**EXERCISE BRIEF**
Pick out every line of the entries below that contains the word "panel", and copy each one.

** BEGIN DATA FOR THIS EXERCISE **

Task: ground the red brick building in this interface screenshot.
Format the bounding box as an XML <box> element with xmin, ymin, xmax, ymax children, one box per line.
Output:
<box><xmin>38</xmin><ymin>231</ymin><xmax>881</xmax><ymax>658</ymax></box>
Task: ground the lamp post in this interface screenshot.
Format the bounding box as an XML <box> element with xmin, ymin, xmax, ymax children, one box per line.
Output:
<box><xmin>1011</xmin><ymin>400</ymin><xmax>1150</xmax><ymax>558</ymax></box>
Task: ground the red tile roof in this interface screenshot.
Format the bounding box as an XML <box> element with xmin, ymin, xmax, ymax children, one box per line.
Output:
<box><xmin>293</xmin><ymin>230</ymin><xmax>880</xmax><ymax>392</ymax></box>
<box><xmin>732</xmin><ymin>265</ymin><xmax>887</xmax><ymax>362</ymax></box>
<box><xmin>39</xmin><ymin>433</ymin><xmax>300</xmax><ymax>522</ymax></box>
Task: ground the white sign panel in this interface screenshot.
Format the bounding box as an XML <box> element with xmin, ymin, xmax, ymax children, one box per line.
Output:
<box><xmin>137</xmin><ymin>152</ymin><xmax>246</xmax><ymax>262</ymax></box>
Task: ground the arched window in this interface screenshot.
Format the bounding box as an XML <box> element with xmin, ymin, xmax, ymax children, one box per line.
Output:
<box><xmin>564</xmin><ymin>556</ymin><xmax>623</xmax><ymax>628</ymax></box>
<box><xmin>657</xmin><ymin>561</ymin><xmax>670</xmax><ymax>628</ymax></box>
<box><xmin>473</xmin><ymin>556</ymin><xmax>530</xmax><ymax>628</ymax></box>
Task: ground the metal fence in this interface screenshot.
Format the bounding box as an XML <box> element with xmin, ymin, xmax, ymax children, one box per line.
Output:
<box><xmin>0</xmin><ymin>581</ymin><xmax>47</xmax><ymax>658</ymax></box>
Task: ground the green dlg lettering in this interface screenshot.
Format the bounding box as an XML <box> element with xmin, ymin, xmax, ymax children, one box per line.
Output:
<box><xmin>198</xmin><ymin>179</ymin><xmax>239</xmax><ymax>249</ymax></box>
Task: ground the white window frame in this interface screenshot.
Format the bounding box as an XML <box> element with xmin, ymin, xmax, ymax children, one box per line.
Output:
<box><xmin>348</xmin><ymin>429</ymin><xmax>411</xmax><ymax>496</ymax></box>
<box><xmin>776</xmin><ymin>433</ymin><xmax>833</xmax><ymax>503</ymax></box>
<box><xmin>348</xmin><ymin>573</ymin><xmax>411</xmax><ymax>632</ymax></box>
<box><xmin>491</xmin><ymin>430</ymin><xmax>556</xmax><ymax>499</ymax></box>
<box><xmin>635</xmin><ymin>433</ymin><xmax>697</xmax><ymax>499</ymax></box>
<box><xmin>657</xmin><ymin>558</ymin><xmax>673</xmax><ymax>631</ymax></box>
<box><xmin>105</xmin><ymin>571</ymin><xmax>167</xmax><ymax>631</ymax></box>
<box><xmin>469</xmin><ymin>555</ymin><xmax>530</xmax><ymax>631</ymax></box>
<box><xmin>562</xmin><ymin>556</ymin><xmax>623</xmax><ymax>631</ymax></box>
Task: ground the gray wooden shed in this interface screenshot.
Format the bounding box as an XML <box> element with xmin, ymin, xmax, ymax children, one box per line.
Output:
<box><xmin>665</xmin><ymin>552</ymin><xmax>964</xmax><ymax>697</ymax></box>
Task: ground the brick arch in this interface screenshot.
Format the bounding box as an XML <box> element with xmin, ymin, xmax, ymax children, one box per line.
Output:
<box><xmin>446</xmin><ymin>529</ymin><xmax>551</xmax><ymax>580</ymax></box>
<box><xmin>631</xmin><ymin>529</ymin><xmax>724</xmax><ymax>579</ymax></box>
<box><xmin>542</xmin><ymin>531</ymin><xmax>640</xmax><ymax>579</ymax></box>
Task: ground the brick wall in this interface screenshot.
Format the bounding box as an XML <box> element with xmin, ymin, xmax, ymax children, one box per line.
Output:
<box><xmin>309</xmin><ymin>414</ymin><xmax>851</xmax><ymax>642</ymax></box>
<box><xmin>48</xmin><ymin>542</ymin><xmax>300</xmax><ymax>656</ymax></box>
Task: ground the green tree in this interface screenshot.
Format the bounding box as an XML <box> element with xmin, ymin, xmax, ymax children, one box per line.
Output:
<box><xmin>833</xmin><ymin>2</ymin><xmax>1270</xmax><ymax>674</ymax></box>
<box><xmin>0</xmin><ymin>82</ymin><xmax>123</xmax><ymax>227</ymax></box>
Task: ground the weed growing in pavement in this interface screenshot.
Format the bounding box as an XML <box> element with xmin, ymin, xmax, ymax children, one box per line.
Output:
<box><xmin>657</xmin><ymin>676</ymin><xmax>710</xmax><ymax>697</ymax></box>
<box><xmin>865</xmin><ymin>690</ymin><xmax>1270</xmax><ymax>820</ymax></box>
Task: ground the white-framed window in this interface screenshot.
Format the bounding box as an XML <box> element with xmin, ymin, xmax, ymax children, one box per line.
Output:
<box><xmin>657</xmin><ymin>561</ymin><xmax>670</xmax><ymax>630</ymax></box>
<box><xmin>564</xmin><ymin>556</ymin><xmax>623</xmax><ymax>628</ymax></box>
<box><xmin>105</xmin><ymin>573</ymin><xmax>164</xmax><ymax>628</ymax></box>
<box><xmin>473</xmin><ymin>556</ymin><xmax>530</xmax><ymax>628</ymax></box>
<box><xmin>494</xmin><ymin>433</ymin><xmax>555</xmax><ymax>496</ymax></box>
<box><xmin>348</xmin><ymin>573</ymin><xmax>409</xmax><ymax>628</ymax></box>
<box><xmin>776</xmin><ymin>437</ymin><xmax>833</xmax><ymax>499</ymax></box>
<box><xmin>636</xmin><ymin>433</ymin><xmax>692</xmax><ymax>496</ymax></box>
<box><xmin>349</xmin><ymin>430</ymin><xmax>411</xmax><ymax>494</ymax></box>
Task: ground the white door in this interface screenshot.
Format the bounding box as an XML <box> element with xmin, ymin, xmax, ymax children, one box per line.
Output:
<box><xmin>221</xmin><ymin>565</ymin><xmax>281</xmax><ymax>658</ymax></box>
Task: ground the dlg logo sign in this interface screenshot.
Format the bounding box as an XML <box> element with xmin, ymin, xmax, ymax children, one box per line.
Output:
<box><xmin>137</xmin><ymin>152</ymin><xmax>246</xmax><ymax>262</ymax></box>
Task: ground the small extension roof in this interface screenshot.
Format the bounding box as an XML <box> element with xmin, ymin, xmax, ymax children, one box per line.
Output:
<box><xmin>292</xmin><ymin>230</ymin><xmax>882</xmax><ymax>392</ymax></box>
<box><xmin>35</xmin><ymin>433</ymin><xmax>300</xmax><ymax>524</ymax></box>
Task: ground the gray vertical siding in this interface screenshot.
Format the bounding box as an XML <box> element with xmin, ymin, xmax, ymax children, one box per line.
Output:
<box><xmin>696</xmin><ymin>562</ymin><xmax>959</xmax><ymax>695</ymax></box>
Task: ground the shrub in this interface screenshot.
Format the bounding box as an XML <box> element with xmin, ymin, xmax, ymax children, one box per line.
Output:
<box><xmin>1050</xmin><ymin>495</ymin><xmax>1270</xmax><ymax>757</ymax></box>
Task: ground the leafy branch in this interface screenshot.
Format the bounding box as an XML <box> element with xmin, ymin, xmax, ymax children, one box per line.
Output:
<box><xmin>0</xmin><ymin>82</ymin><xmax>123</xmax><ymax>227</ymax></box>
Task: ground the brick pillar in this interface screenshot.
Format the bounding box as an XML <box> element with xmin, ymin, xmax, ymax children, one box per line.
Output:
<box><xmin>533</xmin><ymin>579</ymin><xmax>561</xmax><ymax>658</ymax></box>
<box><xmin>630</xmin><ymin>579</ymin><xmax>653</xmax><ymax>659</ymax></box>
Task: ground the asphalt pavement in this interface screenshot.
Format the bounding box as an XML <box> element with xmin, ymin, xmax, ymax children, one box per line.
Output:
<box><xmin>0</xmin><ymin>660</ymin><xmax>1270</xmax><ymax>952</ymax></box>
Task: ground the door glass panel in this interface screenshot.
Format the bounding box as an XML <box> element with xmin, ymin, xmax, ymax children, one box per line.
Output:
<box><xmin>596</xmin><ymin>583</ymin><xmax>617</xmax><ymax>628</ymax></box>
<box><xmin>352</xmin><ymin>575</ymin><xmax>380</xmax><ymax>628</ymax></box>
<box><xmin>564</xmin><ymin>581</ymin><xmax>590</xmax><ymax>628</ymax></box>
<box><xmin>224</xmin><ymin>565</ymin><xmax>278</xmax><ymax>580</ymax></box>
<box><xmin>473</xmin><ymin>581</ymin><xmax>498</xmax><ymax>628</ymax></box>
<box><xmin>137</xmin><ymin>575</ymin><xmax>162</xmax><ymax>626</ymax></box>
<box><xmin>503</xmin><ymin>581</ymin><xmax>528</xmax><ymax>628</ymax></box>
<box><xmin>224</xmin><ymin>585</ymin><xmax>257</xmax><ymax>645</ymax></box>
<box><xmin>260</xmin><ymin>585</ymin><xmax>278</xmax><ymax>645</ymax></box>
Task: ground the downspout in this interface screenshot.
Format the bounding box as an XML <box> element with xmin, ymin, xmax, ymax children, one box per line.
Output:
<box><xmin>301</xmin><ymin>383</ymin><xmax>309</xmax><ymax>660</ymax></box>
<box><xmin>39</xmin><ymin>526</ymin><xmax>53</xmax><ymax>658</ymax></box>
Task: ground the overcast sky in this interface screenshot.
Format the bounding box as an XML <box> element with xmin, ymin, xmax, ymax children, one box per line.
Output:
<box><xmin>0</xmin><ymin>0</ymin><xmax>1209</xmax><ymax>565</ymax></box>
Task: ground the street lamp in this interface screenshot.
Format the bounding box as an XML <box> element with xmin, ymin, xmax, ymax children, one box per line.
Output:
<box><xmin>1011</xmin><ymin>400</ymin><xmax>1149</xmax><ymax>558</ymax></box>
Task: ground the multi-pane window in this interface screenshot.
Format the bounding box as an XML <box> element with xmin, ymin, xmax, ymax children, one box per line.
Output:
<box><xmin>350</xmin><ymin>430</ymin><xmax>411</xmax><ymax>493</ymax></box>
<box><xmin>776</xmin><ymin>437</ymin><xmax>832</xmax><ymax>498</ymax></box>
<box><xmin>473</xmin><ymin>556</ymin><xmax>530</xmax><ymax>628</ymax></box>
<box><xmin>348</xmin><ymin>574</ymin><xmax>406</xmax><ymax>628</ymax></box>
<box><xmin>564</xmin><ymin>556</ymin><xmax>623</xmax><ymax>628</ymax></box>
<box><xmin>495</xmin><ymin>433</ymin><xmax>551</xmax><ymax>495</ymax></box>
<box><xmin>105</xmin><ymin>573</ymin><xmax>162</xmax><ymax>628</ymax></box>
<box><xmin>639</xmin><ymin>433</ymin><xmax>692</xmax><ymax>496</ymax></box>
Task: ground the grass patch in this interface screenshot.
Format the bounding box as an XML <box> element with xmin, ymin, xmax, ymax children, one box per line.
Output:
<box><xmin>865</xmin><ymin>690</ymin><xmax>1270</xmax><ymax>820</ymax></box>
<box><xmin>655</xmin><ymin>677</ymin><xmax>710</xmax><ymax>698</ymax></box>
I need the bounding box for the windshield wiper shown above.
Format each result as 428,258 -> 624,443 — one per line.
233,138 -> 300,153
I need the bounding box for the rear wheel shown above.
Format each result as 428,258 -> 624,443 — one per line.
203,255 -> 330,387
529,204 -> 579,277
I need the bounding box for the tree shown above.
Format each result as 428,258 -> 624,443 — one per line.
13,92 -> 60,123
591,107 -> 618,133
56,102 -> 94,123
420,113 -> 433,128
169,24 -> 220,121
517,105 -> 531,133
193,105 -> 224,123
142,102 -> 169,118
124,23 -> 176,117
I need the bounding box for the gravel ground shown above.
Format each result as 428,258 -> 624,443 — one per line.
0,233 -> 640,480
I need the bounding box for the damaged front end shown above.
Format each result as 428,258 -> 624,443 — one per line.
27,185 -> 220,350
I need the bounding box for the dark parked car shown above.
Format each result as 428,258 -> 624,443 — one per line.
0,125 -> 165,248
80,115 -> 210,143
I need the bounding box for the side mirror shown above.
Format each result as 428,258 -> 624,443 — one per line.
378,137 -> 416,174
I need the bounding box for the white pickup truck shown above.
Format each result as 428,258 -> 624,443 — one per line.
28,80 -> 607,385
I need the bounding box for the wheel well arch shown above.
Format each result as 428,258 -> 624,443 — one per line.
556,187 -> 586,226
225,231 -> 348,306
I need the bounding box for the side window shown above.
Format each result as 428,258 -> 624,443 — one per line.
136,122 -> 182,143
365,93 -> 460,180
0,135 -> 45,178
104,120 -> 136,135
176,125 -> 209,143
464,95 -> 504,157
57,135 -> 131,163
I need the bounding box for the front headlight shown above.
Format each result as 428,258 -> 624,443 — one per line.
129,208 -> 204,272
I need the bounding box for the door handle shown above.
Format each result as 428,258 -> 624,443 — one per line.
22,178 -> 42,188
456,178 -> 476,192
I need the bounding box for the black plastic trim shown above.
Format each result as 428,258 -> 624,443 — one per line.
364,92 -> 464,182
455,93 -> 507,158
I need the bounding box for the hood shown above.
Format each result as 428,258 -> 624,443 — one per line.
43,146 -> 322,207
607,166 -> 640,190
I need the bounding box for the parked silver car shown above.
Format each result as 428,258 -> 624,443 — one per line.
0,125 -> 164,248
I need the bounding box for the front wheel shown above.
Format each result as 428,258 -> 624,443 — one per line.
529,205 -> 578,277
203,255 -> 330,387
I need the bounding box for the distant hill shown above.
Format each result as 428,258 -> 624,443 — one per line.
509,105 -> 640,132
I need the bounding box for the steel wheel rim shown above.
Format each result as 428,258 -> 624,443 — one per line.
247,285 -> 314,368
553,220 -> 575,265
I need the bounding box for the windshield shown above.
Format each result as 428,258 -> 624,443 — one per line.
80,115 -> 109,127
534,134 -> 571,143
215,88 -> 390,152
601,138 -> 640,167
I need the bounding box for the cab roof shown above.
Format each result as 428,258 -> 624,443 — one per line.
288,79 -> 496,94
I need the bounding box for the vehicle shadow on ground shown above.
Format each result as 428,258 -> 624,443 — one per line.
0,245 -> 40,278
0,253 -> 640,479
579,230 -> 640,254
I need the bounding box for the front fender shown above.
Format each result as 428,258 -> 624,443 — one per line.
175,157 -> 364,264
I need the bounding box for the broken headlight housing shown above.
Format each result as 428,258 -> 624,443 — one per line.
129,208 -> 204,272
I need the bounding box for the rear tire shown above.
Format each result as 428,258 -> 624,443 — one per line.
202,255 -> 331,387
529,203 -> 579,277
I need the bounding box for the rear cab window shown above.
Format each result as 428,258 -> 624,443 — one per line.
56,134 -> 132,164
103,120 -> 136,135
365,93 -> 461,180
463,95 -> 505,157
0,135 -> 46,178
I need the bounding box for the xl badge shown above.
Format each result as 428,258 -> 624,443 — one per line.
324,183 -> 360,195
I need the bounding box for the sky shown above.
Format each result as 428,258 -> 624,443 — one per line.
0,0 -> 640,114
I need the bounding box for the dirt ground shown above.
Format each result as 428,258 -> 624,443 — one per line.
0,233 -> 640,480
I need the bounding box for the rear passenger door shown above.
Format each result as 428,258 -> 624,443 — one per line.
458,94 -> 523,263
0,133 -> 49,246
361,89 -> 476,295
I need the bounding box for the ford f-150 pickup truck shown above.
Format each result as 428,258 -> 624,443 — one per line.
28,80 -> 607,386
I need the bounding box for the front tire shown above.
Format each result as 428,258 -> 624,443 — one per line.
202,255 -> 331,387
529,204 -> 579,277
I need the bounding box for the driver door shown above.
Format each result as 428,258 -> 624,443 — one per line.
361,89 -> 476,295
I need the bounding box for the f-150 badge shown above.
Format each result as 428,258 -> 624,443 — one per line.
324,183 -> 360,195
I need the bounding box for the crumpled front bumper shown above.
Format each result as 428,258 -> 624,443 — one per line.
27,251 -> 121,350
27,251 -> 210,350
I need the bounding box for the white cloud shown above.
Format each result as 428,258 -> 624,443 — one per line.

** END DATA FOR THIS EXERCISE **

**WORKED SOLUTION**
Task: ground the white sign panel in this interface screenshot.
Task: ground the door glass panel in this interface screenshot.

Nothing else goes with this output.